DATA FOR THIS TASK:
==*==

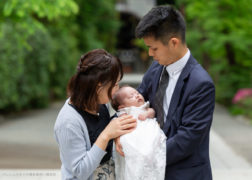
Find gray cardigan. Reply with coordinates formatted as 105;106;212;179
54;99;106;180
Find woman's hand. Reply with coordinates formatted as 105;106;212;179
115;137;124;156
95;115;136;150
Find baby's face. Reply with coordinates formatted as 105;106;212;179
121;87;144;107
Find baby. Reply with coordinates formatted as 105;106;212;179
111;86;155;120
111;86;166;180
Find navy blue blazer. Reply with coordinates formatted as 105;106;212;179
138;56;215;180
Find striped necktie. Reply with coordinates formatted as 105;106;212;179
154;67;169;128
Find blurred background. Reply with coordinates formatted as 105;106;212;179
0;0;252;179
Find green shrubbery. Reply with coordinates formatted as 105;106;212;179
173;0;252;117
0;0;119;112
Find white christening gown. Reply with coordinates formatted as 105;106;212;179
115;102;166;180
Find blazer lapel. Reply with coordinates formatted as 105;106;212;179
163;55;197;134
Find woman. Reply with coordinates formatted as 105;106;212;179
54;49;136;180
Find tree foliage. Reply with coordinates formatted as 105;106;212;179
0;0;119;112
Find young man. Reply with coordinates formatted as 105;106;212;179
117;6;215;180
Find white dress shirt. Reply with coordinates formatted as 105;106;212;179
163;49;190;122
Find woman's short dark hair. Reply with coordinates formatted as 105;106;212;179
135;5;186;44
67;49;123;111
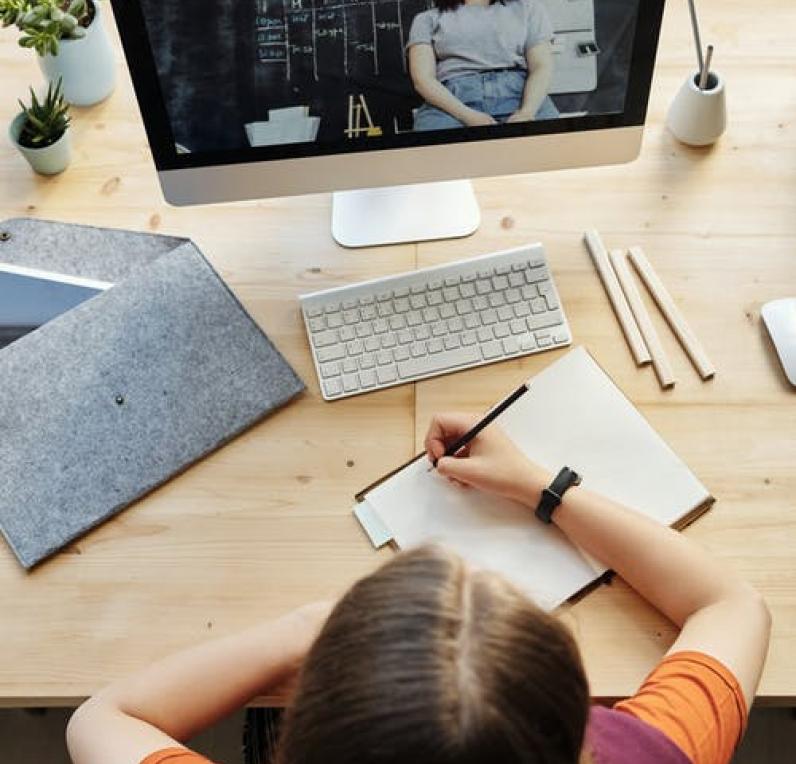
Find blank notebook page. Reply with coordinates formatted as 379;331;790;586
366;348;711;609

==*==

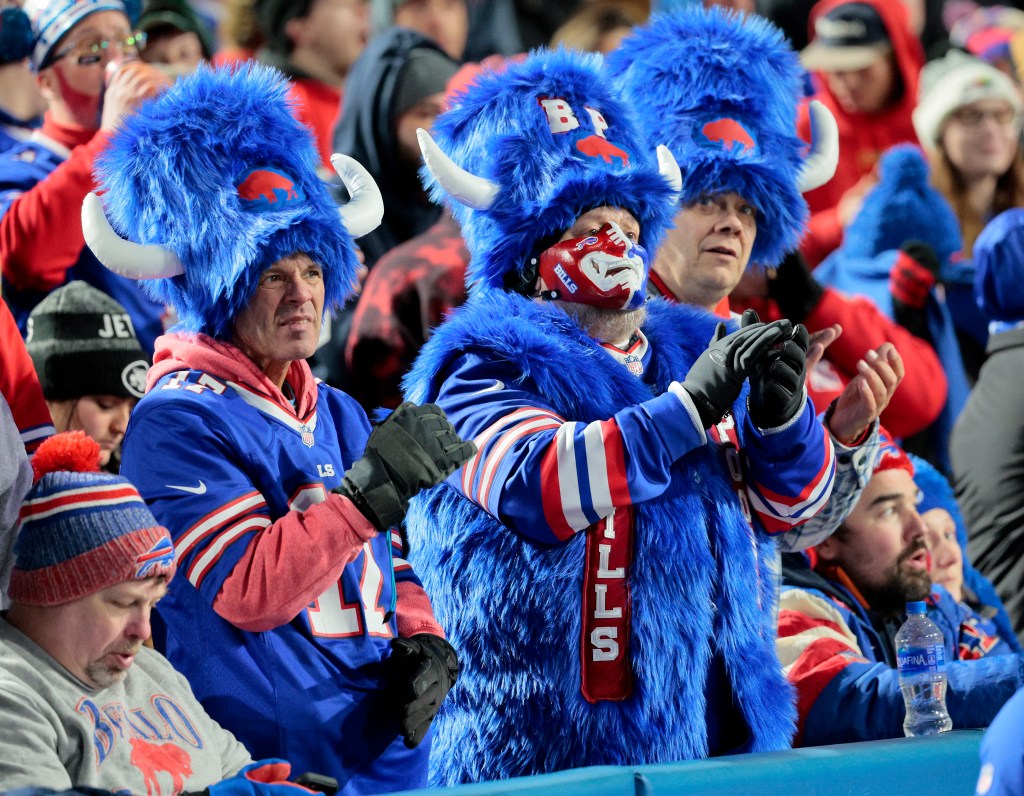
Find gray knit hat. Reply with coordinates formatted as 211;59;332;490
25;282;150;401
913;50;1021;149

==*==

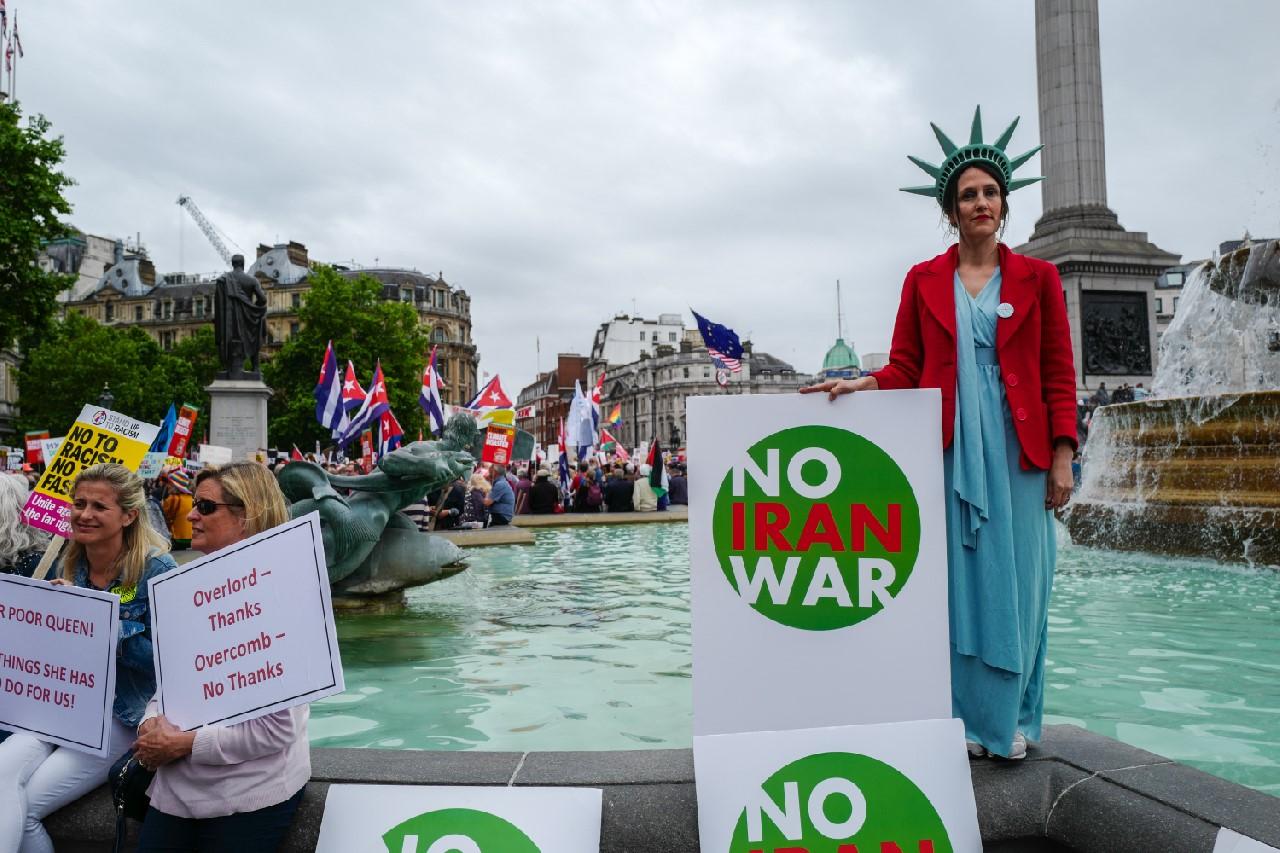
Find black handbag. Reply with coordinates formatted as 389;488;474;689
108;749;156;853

==*==

REQUIREMENTS: Rewrite as a numbered list the lines starting with the line that contains "Find striped necktie." and going on through the line that contains "0;0;252;179", leaving out any blank lines.

REPLY:
1. Find striped necktie. Reply with coordinates formatted as 105;106;212;179
2. 154;67;169;128
3. Find blurred background. Reply with coordinates formatted as 105;106;212;179
4. 0;0;252;179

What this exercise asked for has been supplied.